**EXERCISE REQUIREMENTS:**
- a) Answer these questions using the book-review text, with each answer on its own line marked like its question.
(i) Under what name was Wuthering Heights published in 1847?
(ii) What has Brixton's closed library been turned into?
(iii) How many years has Rosemary Peterson lived in Brixton?
- b) Write what comes next in the book-review text, starting after its final line.

**SOURCE TEXT:**
++++++++++++++++++++

Wuthering Heights was published in 1847 under the name Ellis Bell. It was released in the first two volumes of a three-volume format, the last of which was taken up by Anne Brontë's Agnes Grey. Early critics found Emily's gothic tale of passion and tragedy on the moors of Yorkshire alarming in its dramatic intensity and baffling in structure. Still, the work has endured in the literary canon. After Emily's death, Charlotte released a second edition with her own minor edits. Wuthering Heights is available from Penguin Classics (9780141439556). Earlier this month, Oxford University Press released an anniversary edition of The Oxford Companion to the Brontës (9780198819950). --Tobias Mutter

Book Review


The Lido

by Libby Page

A public, outdoor swimming pool in Brixton, a small enclave of south London, forms the bedrock of The Lido, a feel-good first novel by British author Libby Page. The tight-knit community is changing. The local library has closed and has since been transformed into a bar. A Starbucks and a TJ Maxx chain store have moved in. And the public pool--the lido--in Brockwell Park, is being threatened with closure by a powerful, local land developer who wants to buy the property.
Rosemary Peterson, who has spent all 86 years of her life in Brixton, hates to see her beloved lido close. She worked in the town library before lack of funds shut it down, and she regrets not having done more to save it. While much has changed over the years in Brixton, the lido has served as a unifying, reassuring constant in Rosemary's changeable life. As a result, she feels powerless when she learns that the pool will close, until loner Kate Matthews--a shy, insecure reporter in her mid-20s, new to Brixton and the local paper--interviews her for a story. The two women are worlds and generations apart. However, as Rosemary regales Kate with stories about the lido and what it has meant to her--and to the history of the town--a bond of friendship grows between them, transforming both of their lives.
Page assembles a lively, diverse cast and heartwarming remembrances about the pool and how it sustained and enriched the town over time. Readers diving into this hopeful, tender story can emerge refreshed by the meaningful depths of community and the bonds of indelible friendships. --Kathleen Gerard, blogger at Reading Between the Lines

Discover: A community rallies to save a South London pool facing closure, and a friendship is sparked between an 86-year-old resident and a 20-something rookie reporter.

++++++++++++++++++++

**DATASET ROWS:**

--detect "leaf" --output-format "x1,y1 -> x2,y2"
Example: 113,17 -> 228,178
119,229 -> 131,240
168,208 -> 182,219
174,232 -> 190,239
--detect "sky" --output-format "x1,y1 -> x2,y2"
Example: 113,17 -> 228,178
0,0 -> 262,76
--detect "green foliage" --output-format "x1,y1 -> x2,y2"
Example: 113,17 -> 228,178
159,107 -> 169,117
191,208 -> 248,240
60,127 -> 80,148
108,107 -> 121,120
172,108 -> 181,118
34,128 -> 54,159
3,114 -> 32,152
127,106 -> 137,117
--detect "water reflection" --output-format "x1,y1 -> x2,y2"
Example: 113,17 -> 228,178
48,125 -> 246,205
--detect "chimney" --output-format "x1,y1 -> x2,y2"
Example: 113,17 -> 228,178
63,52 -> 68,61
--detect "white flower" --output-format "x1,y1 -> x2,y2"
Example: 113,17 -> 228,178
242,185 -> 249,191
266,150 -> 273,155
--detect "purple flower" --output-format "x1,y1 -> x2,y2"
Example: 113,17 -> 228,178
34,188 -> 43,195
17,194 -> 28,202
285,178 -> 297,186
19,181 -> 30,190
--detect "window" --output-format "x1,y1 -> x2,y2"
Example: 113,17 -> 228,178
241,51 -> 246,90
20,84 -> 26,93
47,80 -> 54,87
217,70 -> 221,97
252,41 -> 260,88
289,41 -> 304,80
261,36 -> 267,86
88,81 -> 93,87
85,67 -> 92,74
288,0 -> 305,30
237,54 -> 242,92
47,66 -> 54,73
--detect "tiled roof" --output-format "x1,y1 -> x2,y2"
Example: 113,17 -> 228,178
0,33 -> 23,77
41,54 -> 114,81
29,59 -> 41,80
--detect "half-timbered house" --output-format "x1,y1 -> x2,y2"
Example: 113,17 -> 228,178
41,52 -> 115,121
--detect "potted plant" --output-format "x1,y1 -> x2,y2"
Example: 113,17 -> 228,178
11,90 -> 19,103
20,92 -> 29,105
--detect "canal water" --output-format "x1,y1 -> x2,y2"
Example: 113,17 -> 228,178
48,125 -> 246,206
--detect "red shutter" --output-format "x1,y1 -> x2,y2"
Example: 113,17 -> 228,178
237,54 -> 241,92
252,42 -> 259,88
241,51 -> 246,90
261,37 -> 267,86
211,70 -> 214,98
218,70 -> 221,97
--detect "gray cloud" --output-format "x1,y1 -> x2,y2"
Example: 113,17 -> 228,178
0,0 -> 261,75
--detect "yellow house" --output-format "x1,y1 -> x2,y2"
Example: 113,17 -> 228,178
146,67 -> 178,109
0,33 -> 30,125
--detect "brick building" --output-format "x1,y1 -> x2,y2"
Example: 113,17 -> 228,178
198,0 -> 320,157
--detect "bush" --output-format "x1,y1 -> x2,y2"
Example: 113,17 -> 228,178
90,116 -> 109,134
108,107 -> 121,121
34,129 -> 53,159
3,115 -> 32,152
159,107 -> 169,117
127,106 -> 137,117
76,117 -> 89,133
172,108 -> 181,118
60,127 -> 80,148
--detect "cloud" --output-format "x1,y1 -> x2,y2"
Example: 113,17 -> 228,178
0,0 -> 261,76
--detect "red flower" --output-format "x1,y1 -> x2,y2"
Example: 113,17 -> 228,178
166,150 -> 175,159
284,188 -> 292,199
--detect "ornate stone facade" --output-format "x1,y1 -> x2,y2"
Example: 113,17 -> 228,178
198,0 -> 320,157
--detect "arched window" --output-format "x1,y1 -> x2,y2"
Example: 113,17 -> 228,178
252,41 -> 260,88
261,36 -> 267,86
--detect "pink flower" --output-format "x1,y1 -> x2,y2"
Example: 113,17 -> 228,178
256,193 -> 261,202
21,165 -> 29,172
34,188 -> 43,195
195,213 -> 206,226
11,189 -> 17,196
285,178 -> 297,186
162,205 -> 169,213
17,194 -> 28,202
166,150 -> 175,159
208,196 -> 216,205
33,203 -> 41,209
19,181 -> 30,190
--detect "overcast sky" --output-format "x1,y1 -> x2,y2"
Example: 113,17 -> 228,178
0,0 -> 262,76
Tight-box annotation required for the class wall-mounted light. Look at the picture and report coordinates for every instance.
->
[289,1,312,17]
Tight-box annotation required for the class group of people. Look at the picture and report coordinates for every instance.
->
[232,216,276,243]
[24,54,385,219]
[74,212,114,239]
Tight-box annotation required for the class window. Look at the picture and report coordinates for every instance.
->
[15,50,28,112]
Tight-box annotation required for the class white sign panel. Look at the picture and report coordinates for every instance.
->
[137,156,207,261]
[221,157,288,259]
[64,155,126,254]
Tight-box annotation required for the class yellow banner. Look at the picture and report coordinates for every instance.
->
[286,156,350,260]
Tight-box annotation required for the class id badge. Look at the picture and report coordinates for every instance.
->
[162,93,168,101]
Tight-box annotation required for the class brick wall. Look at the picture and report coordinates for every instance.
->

++++++++++++++++++++

**ANSWERS GIVEN:**
- a)
(i) Ellis Bell
(ii) A bar
(iii) All 86 years of her life

- b)
Simon & Schuster, $25, hardcover, 320p., 9781501182037

The Shades

by Evgenia Citkowitz

Evgenia Citkowitz's first novel (following a short story debut, Ether) is a captivating, mysterious tale of family, love and grief. The Shades centers on Catherine and Michael, a year after their teenage daughter, Rachel, died in a car wreck. Their son, Rowan, insisted on going away to boarding school immediately after losing his sister.
Catherine has withdrawn to the country, to the apartment in a subdivided manor where she and Michael had hoped to retire. Meanwhile, Michael continues to work and live in the city, where he fails to find comfort in architecture--his passion--and tries to reconcile himself to his troubled marriage.
The estate where Catherine has retreated is a focal point--this historic house whose design elements enchant her husband, but whose empty rooms, with both children gone, haunt her. When a young woman shows up at the door saying she used to live there, Catherine grasps at her like a drowning woman to a lifeline. But this visitor, whom Catherine calls simply "the girl," may not be what she seems.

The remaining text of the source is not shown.